Rewrite every item below with "innermost point" swapped for "most interior point" wherever it appears, changing nothing else.

>> Start

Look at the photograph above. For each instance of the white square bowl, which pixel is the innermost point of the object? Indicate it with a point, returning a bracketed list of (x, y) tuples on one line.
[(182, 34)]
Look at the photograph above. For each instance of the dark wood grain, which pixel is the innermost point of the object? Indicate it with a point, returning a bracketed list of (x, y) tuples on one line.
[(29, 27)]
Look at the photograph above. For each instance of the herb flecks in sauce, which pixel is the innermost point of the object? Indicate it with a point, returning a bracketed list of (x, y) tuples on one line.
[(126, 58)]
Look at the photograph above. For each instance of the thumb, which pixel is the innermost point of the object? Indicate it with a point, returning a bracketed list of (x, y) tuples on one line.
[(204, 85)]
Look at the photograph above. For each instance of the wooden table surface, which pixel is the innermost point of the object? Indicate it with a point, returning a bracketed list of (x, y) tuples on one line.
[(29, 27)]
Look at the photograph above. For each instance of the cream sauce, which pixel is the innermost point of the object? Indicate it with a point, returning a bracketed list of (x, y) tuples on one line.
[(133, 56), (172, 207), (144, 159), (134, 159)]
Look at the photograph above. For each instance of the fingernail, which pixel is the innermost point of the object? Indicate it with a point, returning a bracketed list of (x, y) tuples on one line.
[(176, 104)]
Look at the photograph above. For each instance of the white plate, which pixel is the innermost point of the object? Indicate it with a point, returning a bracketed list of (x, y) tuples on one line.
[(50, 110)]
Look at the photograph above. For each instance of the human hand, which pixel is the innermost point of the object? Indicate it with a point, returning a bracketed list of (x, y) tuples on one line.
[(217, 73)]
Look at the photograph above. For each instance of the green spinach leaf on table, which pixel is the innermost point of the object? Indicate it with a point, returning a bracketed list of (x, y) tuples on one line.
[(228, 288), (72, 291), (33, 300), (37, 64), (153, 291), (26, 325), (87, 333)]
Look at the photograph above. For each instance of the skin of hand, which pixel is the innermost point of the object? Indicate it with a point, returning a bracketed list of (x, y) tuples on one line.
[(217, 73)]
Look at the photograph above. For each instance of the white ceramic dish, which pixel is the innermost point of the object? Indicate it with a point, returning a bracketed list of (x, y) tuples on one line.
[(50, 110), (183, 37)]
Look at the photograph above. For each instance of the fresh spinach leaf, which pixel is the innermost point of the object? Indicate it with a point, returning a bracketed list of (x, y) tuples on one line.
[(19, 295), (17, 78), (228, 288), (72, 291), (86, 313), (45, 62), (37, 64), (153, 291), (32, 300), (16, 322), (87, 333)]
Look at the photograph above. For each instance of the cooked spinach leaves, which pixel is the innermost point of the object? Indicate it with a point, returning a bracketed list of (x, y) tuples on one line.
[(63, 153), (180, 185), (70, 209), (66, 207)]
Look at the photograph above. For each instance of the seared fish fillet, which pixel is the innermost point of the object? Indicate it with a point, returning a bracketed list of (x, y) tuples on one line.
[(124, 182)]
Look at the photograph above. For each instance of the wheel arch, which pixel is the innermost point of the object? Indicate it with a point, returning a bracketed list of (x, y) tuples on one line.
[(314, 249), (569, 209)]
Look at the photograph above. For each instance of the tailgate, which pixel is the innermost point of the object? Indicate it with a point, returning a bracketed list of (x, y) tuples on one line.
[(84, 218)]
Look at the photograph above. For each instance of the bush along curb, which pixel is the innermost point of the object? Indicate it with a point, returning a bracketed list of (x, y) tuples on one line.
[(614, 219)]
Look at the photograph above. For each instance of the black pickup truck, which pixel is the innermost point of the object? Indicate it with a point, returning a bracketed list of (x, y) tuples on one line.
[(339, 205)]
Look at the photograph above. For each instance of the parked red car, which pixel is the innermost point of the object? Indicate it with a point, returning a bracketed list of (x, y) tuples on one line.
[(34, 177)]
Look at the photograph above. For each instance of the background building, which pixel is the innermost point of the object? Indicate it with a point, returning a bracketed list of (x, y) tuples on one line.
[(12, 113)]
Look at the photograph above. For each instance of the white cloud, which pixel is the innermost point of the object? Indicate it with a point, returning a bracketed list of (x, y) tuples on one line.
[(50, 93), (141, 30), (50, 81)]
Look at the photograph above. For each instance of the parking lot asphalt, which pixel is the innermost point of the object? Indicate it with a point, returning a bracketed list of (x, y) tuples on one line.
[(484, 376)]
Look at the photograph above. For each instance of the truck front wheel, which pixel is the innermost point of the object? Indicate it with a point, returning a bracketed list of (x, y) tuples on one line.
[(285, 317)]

>> End

Problem solution:
Look at the photograph above. For each instance of the white square bowl, which pixel is the most interior point of the object? Indicate it with a point, returning a bracketed list of (x, y) tuples on one line.
[(182, 34)]
Look at the photograph above. For each instance of the dark wood grain, which pixel is the most interior point of the object? Indicate it with a point, returning a bracketed list of (x, y) tuples on one line.
[(29, 27)]
Look at the photograph above. For each instance of the herb flecks in sauce, which pixel is the most interior point of the object? Indicate it with a point, returning a bracketed list of (x, y) tuples on one line.
[(126, 58)]
Look at the photograph above. For each instance of the thumb, which pixel is the most interior point of the object? Indicate it with a point, returning a bracketed list of (x, y) tuples on one line.
[(204, 85)]
Look at the photograph above. For each instance of the wooden table surface, which pixel is the most interior point of the object? Indicate it with a point, returning a bracketed list of (x, y) tuples on one line.
[(29, 27)]
Look at the photograph above. For each instance of the cream sauce, which pixel is the most interior point of the object? Indicate it with a point, returning a bracketed list of (x, y) tuples on one line.
[(133, 56), (172, 207), (144, 159), (134, 159)]
Look at the photograph above. For each instance of the fingernail, which pixel is the most interior point of the object? Indicate it with a point, returning a bracketed list of (x, y) tuples on one line.
[(176, 104)]
Look at the photograph above. For each instance of the white plate, which pixel is the most interior point of the object? Indicate it with a point, returning a bracketed list of (x, y) tuples on one line.
[(50, 110)]
Look at the photograph above. For each instance of the human hand, which pixel is the most interior point of the object? Indicate it with a point, returning a bracketed list of (x, y) tuples on one line.
[(217, 73)]
Look at the photograph above. For each instance of the green spinach leaf on table, which pixel is the most interior point of the object? Indicate it with a point, returning a bracketed list of (x, y) tuples on one line.
[(228, 288), (72, 291), (33, 300), (37, 64), (153, 291), (26, 325), (87, 333)]
Look at the photograph above. For each instance of the skin of hand, which pixel is the most interior point of the object? Indicate it with a point, returning a bracketed list of (x, y) tuples on one line.
[(217, 73)]
Look at the photograph above. For each instance of the white ceramic dish, which pixel is the most interior point of the object? Indicate it with a point, returning a bracketed list of (x, y) tuples on one line.
[(50, 110), (183, 37)]
Look at the photograph above. For each instance of the fresh spinach leaf, which pixel is the most interior point of the object? Indicate it with a point, returning a bracketed list of (x, y) tuples on one line.
[(19, 295), (17, 78), (228, 288), (72, 291), (86, 313), (45, 62), (37, 64), (153, 291), (32, 300), (16, 322), (87, 333)]
Look at the photograph above. For each instance of the cooked spinach leaves, which pixel is the most interior point of the object? Indicate it with a point, returning a bracketed list of (x, y) tuples on one line.
[(63, 153), (180, 185), (70, 209), (66, 207)]
Look at the photograph above. For each instance of the seared fish fillet, which pixel is the most interior point of the object? Indicate it with a point, returning a bracketed list of (x, y) tuples on one line.
[(124, 182)]
Look at the photograph above. For each instance of the wheel arch, which pixel is the most interior point of the object? Indicate it with a point, returning a bracketed list of (x, y) tuples on one line.
[(314, 249), (569, 209)]
Look at the photograph above. For each instance of the tailgate, which pixel is the most interior point of the object? Indicate it with a point, returning a bracketed list of (x, y) tuples on one line.
[(84, 218)]
Look at the photograph above. For each instance of the bush along curb, which pixel is the most interior point of the object? Indicate it with a point, returning a bracketed list of (x, y) tuples on one line.
[(614, 219)]
Look at the photograph above. For each instance of the black pickup truck, which pixel is the most interior point of the object? Indicate it with a point, returning a bracketed list of (x, y) tuples on one line.
[(339, 205)]
Look at the photograph above. For each instance of the parked red car, which pixel is the most interior point of the object? Indicate it with a point, returning a bracketed list of (x, y) tuples on one line.
[(34, 177)]
Look at the photograph above. For each instance of the background building, which pixel is the most interior point of the object? Indicate it with a point, returning a bracketed list of (x, y) tuples on one line.
[(12, 113)]
Look at the photograph above. For each instance of the white cloud, which pixel is the most interior point of the object? Indicate it with a point, returning a bracketed list of (x, y) tuples on one line.
[(50, 93), (141, 30), (50, 81)]
Look at the photograph above. For each instance of the parking lot asphalt, which pixel is the most interior point of the object? Indicate it with a point, returning a bracketed list of (x, y) tuples on one line.
[(484, 376)]
Look at the photograph above. For each instance of the truck front wheel, which pixel is the most interior point of the object? Indicate it with a point, returning a bracketed list of (x, y) tuples on one line.
[(285, 317)]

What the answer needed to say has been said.